## START SUPPLIED DATA

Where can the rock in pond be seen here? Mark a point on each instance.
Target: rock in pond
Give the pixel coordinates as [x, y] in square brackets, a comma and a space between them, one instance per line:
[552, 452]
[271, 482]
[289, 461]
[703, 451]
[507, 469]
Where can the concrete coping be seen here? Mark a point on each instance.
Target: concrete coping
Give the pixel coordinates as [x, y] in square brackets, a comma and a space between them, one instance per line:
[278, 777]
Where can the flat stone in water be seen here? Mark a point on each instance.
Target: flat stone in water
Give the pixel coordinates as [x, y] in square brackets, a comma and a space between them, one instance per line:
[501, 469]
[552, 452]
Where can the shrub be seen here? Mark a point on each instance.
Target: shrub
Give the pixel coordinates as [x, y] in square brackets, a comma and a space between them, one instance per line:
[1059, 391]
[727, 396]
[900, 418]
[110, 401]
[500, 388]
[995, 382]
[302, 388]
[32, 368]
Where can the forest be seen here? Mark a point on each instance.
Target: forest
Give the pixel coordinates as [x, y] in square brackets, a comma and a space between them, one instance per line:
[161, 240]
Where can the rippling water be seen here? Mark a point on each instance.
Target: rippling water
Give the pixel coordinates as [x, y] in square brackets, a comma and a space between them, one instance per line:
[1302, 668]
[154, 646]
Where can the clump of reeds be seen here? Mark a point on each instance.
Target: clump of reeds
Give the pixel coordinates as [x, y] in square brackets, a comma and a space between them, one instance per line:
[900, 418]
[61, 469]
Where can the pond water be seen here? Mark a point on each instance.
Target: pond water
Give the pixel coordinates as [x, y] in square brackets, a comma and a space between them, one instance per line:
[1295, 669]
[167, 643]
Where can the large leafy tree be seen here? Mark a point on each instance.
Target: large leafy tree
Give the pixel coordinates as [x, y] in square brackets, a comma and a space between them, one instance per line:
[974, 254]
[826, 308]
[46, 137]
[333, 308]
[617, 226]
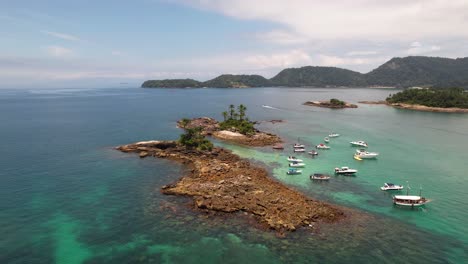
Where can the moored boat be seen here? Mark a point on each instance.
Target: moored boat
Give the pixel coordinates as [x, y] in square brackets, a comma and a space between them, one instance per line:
[410, 200]
[322, 146]
[345, 171]
[293, 171]
[359, 143]
[278, 146]
[294, 159]
[391, 187]
[296, 164]
[363, 154]
[319, 177]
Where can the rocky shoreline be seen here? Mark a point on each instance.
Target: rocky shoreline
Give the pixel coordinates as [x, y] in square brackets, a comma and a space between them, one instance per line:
[210, 127]
[419, 107]
[327, 104]
[221, 181]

## END SUPPLIED DATA

### REQUIREMENT
Turn all the rows above into a two-column CSV with the header text,answer. Give one line per row, put each field in double quotes, replace line breaks with spaces, and leave out the pictures.

### WORKED ANSWER
text,answer
"Where can the rock in pond be seen here? Mark a point on each instance. Target: rock in pond Give the pixel coordinates as [x, y] in square brackets, a comma and a space between them, one instance per line:","[552, 452] [271, 482] [289, 461] [703, 451] [507, 469]"
"Where can the concrete coping be seen here? Mark a point on each instance. Target: concrete coping Give the pixel coordinates as [x, y] in square brackets, a comma and a space between them, one instance per line:","[278, 777]"
"Where can the flat stone in water be seen here? Mark a point on each instance. Target: flat stone in water Give the pixel coordinates as [x, y] in square brackets, a comma and a space between them, one instance per line:","[501, 469] [552, 452]"
"Where can the shrub be seen here? Mark a point on each instance. Target: shrub Give the pixel coordinates as [x, y] in square brackets, a comma and a space between them, one instance per line:","[1059, 391] [727, 396] [900, 418] [110, 401] [500, 388] [995, 382] [302, 388] [32, 368]"
"Where can the forest be seen here? Mark a point on each instance. Target: forest Give the pixel coordinates as [x, y] in square brackets, a comma and a space between them, one instance per line:","[161, 240]"
"Where can the rippling water be seen here? Mark a point on each instance. Target: rippling water Give the pixel coordinates as [x, y] in square brackets, a comma and a space between them, one instance per line:","[1302, 668] [154, 646]"
"Where can the clump of reeds be seen here? Mark a point on each instance. Target: clump of reeds Give the pixel coordinates as [x, y] in square brackets, a comma and a space between them, one instance per line:","[900, 418] [61, 469]"
"Where can the pond water be seen here? Mark a point on each instance. Target: pond water Give the pixel coordinates as [x, y] in square brackets, a comma and a space between them, one instance per line:","[1295, 669] [167, 643]"
"Where can the large leafy tree be seen here? Mark a point on each instance. Target: large leafy tree Give the pixel coordinates as [x, y] in square brackets, a comma and a space between them, one instance per line:","[974, 254] [826, 308] [46, 137] [333, 308] [617, 226]"
"Where can the moored boat be seen here? Mark a point on each instance. Target: moored boat Give the pixel coordinates as [x, y] in square brackets, a comma and a space between them, one instance per line:","[410, 200] [322, 146] [345, 171] [293, 171] [359, 143] [278, 146] [294, 159] [391, 187] [296, 164] [363, 154] [319, 177]"
"Where can the rocky shoreline be seen here? Mark a point on each instance. Target: rocky shoreline Give the pixel coordinates as [x, y] in square brackets, a comma and a space between them, one instance per line:","[210, 127] [419, 107] [327, 104] [221, 181]"